**Point annotation records**
● ● ● ●

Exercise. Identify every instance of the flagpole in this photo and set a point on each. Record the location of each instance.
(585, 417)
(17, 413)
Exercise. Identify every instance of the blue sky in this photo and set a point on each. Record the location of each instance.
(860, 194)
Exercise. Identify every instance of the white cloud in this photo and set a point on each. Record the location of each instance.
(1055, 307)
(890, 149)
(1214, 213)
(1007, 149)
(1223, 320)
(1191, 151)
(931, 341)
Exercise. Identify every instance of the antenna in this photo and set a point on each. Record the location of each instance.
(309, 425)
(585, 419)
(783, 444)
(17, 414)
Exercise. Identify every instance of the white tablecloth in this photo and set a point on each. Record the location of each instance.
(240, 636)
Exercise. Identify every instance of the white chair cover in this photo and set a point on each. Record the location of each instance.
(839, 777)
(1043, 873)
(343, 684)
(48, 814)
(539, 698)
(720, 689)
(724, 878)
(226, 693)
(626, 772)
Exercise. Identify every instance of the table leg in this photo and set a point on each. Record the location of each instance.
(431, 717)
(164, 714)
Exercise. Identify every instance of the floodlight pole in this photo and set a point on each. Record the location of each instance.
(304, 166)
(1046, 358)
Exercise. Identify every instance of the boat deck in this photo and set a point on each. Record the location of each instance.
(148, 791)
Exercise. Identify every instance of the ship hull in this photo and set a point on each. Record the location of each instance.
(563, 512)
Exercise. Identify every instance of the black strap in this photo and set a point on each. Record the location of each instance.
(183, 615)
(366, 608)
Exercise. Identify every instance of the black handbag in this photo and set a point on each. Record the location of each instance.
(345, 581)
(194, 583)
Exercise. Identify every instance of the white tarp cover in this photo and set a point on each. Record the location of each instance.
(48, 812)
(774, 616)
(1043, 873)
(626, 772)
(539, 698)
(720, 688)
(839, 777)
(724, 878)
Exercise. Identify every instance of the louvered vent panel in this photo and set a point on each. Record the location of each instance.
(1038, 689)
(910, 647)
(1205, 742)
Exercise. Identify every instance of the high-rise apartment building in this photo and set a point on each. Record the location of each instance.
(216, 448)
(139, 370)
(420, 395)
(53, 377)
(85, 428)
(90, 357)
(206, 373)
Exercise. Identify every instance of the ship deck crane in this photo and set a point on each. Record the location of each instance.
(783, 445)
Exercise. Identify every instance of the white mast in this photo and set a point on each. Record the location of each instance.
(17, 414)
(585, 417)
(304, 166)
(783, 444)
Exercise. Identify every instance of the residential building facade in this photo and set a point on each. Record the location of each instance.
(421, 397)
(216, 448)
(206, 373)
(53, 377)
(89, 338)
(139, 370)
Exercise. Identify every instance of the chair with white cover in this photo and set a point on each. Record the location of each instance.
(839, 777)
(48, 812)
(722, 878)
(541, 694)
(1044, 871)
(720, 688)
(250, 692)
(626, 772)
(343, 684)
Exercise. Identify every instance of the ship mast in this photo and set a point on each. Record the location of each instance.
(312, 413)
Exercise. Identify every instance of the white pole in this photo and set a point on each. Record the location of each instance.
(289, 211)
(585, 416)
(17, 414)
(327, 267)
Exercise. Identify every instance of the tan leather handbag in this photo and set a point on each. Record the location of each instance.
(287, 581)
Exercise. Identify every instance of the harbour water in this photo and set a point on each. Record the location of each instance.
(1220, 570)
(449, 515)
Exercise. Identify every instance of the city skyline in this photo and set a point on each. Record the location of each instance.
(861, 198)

● ● ● ●

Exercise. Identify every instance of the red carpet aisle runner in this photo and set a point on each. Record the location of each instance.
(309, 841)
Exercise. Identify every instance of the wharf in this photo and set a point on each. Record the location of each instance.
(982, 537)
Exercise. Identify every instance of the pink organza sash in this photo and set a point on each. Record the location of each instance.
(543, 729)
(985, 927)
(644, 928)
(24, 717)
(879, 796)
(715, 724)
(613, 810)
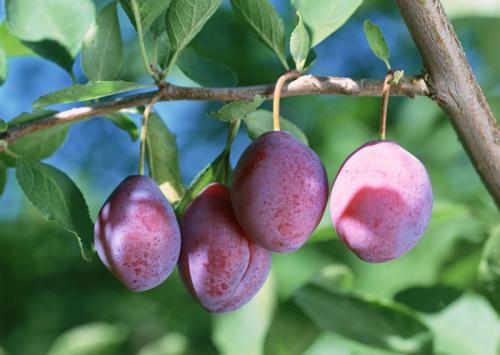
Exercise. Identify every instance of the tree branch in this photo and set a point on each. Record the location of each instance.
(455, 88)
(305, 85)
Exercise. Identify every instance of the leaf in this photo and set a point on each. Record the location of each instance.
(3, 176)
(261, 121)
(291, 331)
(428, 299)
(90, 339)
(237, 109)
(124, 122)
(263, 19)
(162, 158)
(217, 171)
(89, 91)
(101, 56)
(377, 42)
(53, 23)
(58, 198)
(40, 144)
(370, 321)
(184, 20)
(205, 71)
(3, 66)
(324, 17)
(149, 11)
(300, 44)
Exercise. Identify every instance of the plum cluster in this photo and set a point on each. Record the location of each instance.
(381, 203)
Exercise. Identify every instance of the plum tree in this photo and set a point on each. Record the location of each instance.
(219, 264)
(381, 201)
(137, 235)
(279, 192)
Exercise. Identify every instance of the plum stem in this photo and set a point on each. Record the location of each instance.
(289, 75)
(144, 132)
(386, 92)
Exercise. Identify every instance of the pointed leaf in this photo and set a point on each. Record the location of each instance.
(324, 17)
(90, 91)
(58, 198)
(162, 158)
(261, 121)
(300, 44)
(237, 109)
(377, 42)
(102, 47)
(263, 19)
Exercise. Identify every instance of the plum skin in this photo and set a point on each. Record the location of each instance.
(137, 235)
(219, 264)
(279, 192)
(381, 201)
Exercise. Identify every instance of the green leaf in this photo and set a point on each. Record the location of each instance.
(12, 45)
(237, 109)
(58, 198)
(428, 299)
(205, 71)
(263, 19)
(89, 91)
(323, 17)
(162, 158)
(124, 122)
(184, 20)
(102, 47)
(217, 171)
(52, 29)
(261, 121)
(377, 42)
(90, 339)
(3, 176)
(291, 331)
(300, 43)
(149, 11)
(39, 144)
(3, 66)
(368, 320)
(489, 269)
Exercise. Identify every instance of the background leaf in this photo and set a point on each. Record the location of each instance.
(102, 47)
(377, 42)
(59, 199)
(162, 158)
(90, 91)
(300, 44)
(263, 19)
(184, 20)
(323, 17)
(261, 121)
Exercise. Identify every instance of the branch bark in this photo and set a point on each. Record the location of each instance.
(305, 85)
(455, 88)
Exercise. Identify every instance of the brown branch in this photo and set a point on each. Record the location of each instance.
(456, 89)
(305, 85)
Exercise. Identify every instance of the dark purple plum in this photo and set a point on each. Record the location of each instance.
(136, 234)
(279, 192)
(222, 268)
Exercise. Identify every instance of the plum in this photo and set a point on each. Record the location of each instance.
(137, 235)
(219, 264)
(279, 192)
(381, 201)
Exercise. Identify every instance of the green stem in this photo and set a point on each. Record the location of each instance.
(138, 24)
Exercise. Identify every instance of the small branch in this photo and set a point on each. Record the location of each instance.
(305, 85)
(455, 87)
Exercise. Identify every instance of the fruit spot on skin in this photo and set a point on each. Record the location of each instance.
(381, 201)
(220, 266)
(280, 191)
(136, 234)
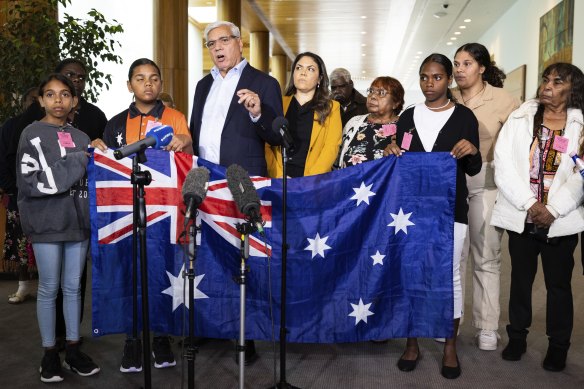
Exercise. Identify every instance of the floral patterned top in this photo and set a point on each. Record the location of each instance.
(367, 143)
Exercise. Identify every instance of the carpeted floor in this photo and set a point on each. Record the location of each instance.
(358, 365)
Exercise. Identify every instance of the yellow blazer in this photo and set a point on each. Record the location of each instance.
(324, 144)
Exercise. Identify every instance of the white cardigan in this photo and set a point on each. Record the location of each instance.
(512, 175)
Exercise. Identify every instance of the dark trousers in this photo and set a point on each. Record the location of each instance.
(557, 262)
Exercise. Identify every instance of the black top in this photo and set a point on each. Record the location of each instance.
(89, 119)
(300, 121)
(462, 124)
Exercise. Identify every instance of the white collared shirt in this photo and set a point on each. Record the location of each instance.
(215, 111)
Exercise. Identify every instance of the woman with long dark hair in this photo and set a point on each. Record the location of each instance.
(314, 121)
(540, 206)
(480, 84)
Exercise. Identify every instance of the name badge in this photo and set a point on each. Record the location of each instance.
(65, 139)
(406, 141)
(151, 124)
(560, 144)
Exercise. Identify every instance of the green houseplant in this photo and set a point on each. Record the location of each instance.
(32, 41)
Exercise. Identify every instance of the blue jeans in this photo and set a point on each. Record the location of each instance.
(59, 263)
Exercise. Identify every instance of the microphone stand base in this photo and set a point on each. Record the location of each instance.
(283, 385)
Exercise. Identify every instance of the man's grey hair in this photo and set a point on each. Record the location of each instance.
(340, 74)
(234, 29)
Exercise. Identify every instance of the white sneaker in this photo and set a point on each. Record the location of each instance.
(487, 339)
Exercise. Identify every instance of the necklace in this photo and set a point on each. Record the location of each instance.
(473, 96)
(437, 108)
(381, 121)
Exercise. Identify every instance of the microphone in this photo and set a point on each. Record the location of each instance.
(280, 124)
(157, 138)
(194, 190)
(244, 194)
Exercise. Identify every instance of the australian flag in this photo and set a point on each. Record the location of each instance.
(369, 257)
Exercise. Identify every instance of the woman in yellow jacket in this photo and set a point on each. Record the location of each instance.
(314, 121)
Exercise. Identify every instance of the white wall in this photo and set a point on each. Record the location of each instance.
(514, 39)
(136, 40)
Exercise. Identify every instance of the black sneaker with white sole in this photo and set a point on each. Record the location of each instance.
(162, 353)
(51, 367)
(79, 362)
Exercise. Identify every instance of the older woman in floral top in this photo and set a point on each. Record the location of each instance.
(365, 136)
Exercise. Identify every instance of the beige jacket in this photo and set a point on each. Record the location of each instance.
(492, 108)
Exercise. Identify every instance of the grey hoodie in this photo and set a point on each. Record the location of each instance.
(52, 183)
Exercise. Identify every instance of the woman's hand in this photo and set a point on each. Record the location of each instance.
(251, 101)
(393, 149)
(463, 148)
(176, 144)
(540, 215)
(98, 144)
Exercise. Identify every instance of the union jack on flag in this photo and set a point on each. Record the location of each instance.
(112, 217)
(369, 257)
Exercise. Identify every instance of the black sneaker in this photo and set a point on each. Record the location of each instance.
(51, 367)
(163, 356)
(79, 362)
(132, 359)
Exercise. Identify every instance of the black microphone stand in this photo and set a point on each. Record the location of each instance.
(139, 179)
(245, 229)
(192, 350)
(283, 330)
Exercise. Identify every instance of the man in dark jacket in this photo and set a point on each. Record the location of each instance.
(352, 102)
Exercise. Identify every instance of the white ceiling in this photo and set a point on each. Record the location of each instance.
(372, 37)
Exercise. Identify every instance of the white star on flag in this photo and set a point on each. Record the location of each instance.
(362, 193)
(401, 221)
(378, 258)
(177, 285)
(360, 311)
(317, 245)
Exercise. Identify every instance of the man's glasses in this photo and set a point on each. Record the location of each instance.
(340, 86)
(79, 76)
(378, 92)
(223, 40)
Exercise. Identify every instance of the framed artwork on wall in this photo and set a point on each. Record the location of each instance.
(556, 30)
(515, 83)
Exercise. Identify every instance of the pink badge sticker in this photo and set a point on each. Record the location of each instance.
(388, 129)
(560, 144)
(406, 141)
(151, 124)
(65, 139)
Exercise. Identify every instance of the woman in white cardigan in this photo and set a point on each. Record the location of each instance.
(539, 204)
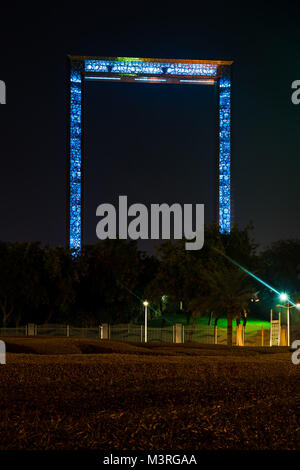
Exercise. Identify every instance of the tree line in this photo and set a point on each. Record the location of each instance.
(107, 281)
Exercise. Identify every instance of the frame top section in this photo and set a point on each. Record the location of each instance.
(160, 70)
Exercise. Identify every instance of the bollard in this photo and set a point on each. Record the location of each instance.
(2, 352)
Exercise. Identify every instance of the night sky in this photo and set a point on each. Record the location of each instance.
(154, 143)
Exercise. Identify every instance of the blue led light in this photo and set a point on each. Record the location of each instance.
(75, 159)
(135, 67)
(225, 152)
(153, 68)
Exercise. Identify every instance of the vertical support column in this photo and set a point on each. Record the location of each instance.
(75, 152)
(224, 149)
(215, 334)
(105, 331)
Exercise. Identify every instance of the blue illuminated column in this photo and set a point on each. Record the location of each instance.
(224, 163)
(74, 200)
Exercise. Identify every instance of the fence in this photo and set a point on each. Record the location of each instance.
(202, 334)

● ● ● ●

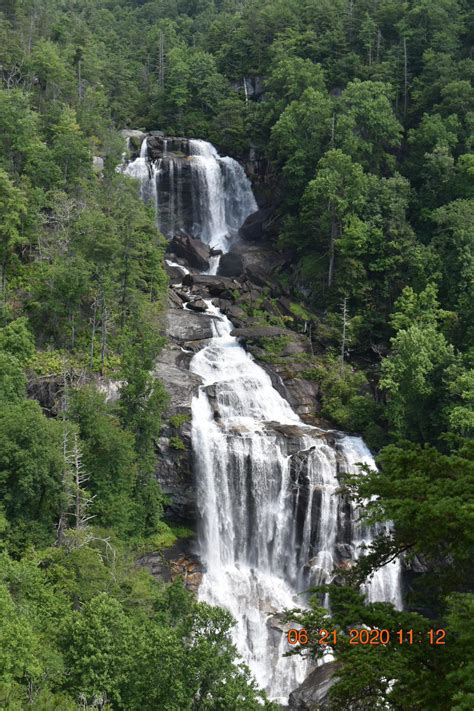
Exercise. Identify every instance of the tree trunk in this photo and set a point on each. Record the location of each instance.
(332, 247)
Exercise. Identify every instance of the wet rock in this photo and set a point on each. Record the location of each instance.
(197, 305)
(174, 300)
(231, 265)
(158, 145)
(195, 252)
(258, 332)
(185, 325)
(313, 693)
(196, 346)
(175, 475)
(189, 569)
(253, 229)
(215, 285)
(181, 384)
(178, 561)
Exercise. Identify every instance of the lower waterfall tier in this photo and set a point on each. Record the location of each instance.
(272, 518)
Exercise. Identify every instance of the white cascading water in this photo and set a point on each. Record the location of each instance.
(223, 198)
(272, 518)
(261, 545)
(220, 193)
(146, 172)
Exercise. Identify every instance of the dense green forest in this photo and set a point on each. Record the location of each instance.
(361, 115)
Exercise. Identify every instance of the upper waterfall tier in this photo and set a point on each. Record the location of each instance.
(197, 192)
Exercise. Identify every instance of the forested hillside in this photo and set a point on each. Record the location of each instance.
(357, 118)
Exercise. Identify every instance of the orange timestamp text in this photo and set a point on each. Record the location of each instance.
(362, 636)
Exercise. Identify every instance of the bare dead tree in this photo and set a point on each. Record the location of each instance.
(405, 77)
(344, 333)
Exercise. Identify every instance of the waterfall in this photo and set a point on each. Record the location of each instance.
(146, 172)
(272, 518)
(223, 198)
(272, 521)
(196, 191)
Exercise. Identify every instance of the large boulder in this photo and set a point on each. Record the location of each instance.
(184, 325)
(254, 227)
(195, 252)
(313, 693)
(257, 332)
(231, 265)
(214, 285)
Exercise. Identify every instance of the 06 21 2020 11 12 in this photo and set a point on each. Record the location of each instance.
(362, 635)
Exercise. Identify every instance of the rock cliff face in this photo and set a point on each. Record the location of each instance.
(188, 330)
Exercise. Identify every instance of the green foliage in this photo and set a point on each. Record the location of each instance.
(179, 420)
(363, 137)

● ● ● ●

**Task requirements**
Locate each line in the records above that contains the word "building", and copy those lines.

**Response to the exercise**
Exercise. Identify every instance of the high-rise apartment building in this photo and set a point on each. Record the location of each instance.
Exercise. Identify every instance of the residential building facade in this photo and set a point on each. Record the location of each instance.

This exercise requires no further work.